## Task prompt
Select and copy every line of the rows below that contains the word "blue". Case counts.

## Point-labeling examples
>> START

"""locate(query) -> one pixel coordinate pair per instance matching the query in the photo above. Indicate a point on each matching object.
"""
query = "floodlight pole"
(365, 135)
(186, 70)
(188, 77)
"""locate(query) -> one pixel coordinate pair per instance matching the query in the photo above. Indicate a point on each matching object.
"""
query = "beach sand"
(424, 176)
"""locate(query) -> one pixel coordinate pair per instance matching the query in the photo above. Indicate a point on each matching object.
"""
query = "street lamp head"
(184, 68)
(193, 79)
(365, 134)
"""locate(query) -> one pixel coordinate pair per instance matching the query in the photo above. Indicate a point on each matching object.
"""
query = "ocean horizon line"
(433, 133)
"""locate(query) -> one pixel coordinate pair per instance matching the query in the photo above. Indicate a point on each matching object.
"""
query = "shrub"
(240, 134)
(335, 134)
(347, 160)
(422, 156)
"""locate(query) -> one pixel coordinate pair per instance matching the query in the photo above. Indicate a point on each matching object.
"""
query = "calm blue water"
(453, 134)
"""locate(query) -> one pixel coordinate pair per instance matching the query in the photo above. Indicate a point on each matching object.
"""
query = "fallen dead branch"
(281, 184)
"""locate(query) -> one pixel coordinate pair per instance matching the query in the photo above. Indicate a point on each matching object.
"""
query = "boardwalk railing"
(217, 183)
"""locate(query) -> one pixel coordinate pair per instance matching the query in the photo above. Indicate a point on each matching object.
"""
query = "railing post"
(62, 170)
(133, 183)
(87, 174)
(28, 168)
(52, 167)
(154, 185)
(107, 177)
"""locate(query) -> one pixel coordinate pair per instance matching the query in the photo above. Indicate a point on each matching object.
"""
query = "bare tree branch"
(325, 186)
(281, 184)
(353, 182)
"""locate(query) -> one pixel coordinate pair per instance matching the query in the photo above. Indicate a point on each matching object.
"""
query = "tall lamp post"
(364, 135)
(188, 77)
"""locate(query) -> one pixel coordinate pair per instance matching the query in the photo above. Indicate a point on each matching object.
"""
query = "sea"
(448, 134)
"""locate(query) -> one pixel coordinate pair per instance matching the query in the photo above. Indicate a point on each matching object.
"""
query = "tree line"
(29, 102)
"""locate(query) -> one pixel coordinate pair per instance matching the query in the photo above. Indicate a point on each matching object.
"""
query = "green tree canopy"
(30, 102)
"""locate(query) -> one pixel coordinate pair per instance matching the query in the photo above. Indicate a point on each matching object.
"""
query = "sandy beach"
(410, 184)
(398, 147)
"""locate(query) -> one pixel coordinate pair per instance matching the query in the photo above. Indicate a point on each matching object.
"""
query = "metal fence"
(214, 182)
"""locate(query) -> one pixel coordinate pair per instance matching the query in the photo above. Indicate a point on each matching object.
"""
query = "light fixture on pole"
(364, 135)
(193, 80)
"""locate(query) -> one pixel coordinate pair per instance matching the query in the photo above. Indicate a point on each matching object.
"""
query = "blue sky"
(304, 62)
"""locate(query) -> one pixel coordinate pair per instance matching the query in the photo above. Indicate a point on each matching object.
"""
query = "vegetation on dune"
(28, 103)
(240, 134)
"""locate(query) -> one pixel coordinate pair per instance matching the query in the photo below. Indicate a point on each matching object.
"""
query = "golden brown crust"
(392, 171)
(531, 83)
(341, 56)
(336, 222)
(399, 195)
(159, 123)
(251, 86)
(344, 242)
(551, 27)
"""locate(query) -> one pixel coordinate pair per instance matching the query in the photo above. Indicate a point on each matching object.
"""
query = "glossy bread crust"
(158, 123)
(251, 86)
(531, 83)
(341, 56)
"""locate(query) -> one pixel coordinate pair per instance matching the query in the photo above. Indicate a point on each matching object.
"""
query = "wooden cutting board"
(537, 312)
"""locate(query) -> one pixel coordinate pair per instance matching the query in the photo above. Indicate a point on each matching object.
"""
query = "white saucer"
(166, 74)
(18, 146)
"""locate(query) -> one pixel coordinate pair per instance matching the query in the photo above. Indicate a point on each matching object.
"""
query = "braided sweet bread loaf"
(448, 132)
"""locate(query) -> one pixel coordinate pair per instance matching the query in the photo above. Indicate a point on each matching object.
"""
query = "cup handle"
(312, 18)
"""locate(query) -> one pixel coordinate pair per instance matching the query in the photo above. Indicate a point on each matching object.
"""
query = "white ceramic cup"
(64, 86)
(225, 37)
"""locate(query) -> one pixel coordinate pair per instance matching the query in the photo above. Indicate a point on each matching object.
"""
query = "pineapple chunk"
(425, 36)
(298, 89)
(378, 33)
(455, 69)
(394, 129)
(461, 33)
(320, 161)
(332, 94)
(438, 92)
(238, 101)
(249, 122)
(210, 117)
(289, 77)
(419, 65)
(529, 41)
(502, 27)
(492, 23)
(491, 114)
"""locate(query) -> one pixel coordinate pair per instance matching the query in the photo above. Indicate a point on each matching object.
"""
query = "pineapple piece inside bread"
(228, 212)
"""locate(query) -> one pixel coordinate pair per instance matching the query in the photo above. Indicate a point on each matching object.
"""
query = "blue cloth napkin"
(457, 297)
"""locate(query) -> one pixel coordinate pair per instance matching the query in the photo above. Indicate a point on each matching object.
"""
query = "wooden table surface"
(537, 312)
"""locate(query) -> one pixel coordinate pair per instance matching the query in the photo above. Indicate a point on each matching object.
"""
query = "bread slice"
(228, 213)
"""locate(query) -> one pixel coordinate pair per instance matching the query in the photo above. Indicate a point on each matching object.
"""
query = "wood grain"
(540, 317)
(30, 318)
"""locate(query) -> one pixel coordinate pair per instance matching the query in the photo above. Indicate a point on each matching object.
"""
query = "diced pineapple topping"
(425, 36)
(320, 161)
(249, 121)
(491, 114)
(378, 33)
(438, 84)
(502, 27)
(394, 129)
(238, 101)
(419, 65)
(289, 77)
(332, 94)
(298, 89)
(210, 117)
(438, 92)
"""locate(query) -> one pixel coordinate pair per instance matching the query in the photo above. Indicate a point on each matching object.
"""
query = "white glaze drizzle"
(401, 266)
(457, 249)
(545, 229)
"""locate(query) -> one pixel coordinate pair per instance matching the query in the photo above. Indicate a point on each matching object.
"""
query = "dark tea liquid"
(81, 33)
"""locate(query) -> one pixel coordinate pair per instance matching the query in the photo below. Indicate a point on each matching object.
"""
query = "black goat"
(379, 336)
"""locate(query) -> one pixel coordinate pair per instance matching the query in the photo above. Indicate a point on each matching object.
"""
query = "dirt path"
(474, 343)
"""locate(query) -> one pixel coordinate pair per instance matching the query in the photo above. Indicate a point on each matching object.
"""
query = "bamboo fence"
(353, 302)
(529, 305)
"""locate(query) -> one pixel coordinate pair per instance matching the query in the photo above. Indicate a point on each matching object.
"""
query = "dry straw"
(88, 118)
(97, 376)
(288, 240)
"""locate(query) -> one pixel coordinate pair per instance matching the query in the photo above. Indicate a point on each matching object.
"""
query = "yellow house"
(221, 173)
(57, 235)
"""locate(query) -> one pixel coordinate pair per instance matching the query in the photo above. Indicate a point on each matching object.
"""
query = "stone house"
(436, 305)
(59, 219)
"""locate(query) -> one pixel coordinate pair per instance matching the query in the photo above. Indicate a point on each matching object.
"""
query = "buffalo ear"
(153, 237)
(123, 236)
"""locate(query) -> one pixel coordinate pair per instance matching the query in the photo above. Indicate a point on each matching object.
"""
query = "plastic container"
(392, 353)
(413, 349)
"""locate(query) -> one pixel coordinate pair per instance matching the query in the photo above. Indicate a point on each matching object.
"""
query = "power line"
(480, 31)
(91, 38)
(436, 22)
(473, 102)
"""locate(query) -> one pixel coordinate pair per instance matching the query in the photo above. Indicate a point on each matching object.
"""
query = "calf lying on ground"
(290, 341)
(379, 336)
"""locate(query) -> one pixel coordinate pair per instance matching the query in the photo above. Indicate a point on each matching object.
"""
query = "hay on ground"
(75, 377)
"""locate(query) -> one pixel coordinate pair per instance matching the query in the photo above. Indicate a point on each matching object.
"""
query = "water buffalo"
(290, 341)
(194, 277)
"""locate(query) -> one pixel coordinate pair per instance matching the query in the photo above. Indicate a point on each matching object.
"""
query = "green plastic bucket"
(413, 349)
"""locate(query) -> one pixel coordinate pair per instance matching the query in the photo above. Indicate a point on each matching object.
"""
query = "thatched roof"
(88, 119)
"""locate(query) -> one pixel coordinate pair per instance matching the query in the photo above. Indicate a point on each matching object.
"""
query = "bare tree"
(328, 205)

>> END

## Final result
query = "calm blue water"
query = "blue sky"
query = "blue cloth napkin"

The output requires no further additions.